*Input material*:
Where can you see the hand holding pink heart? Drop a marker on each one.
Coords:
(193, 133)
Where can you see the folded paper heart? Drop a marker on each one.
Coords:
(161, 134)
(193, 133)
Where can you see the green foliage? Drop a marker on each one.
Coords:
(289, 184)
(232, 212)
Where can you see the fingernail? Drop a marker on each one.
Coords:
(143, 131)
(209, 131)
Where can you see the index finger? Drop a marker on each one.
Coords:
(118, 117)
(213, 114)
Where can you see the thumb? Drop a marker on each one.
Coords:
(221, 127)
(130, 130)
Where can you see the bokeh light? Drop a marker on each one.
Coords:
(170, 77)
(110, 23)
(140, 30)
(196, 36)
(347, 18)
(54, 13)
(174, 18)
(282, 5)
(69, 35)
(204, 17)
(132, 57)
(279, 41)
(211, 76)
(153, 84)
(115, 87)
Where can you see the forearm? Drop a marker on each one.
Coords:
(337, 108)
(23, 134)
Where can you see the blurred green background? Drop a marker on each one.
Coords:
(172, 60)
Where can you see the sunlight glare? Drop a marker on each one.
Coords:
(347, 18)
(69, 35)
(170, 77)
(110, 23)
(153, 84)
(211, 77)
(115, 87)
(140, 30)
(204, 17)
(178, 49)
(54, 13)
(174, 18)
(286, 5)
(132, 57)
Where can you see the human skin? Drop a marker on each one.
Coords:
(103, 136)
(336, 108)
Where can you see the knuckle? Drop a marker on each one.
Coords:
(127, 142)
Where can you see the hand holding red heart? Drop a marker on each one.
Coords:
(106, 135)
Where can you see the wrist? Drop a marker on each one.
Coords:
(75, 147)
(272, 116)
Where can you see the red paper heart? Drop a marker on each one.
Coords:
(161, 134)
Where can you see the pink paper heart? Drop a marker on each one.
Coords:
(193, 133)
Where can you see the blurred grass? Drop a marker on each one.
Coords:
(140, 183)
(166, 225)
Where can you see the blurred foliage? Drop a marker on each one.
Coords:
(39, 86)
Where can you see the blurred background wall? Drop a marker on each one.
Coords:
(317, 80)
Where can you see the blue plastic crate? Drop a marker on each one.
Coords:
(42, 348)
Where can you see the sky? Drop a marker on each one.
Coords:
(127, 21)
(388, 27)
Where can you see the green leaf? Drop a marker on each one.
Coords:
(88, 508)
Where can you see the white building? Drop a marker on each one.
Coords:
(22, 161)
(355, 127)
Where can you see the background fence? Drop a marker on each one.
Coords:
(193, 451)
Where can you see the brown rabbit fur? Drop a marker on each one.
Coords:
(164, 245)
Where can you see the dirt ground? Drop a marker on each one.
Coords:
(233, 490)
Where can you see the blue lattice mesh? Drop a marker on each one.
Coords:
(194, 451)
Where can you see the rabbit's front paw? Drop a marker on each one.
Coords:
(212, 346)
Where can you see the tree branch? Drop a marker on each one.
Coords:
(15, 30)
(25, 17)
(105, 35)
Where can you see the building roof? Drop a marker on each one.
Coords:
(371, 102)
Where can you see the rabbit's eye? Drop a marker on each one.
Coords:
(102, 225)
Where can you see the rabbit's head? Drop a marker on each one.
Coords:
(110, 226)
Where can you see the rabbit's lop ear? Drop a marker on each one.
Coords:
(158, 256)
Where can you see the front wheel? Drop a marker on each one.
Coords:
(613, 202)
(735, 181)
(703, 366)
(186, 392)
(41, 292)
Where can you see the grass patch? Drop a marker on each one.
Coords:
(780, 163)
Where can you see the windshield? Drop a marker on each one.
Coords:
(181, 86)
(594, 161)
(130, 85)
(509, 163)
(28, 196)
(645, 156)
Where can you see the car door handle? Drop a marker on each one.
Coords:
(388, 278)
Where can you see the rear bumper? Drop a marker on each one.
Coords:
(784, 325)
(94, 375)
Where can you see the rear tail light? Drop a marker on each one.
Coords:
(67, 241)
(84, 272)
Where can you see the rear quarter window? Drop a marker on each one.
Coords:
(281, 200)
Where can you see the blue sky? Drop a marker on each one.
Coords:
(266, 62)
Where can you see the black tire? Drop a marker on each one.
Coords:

*Task to carry out*: Give back each line above precisely as it stands.

*Answer to this exercise*:
Where can you see the hand holding pink heart? Drop a marker on each one.
Coords:
(193, 133)
Where can you see the folded paper heart? Drop a marker on each one.
Coords:
(161, 134)
(193, 133)
Where can you see the green foliage? Drop a marker on each one.
Coords:
(289, 184)
(232, 212)
Where can you see the fingernail? Drop a marker on each one.
Coords:
(143, 131)
(209, 131)
Where can you see the index finger? Drop a marker on each one.
Coords:
(118, 117)
(213, 114)
Where can you see the thumb? Drop a marker on each one.
Coords:
(221, 127)
(130, 130)
Where can you see the bokeh light? Drop a marker on each one.
Coords:
(170, 77)
(110, 23)
(140, 30)
(196, 36)
(347, 18)
(54, 13)
(174, 18)
(282, 5)
(69, 35)
(204, 17)
(132, 57)
(279, 41)
(211, 76)
(153, 84)
(115, 87)
Where can you see the forearm? Drop a marker on each one.
Coords:
(337, 108)
(23, 134)
Where can you see the blurred green background? Drop a marker on each one.
Coords:
(172, 60)
Where can you see the sunlight glare? Drop a marker on each one.
Coords:
(347, 18)
(69, 35)
(170, 77)
(110, 23)
(153, 84)
(211, 77)
(115, 87)
(140, 30)
(204, 17)
(178, 49)
(54, 13)
(174, 18)
(286, 5)
(132, 57)
Where can you see the human skin? Drop a marker on each one.
Coords:
(103, 136)
(336, 108)
Where can you see the knuckle? Drop a marker on each one.
Coords:
(127, 142)
Where can you see the hand holding red heart? Drop a marker on each one.
Coords:
(106, 135)
Where can you see the wrist? Drop a marker on each one.
Coords:
(75, 147)
(272, 116)
Where can you see the red paper heart? Drop a marker on each one.
Coords:
(161, 134)
Where can you see the pink paper heart? Drop a marker on each one.
Coords:
(193, 133)
Where can you see the blurred grass? Drop a marker on each one.
Coords:
(140, 183)
(166, 225)
Where can you see the blurred foliage? Drop a marker on each one.
Coords:
(39, 86)
Where can you see the blurred background wall? Drop a marker on each one.
Coords:
(317, 80)
Where can you see the blue plastic crate? Drop a marker on each one.
Coords:
(42, 348)
Where can you see the sky? Drop a marker on each one.
Coords:
(127, 21)
(388, 27)
Where can you see the green leaf? Drop a marker on each one.
Coords:
(88, 508)
Where can you see the white building? Drop a marker on each one.
Coords:
(22, 161)
(355, 127)
Where can you see the background fence? Drop a marker on each one.
Coords:
(193, 451)
Where can you see the brown rabbit fur? Drop a marker on each one.
Coords:
(164, 245)
Where can you see the dirt ground? Drop a marker on each one.
Coords:
(233, 490)
Where can you see the blue lattice mesh? Drop a marker on each one.
Coords:
(194, 451)
Where can you see the rabbit's front paw? Drop a marker on each one.
Coords:
(212, 346)
Where can you see the tree branch? Drop a marker on each one.
Coords:
(15, 30)
(25, 17)
(105, 35)
Where can you see the building roof? Drop a marker on each one.
Coords:
(371, 102)
Where can you see the rabbit's eye? Drop a marker on each one.
Coords:
(102, 225)
Where can you see the rabbit's head? Drop a marker on each one.
Coords:
(110, 226)
Where can you see the rabbit's lop ear? Drop a marker on each one.
Coords:
(158, 256)
Where can you see the front wheel? Drop a marker on each one.
Coords:
(613, 202)
(735, 181)
(703, 366)
(186, 392)
(41, 292)
Where can you see the grass patch? Drop a marker on each one.
Coords:
(780, 163)
Where can you see the windshield? Drop a marker on each one.
Coords:
(181, 86)
(594, 161)
(130, 85)
(509, 163)
(28, 196)
(645, 156)
Where can you see the car door handle? Drop a marker on each one.
Coords:
(388, 278)
Where can you see the rear bumper? Drop a marker on each one.
Coords:
(784, 325)
(94, 375)
Where can you see the rear tail light? Drop a marker on each one.
Coords:
(67, 241)
(84, 272)
Where can you see the rear quarter window? Drop a marker on each one.
Coords:
(281, 200)
Where can you see the blue sky? Drop a marker on each one.
Coords:
(266, 62)
Where can you see the black tire? Drop a marker on each one.
Coords:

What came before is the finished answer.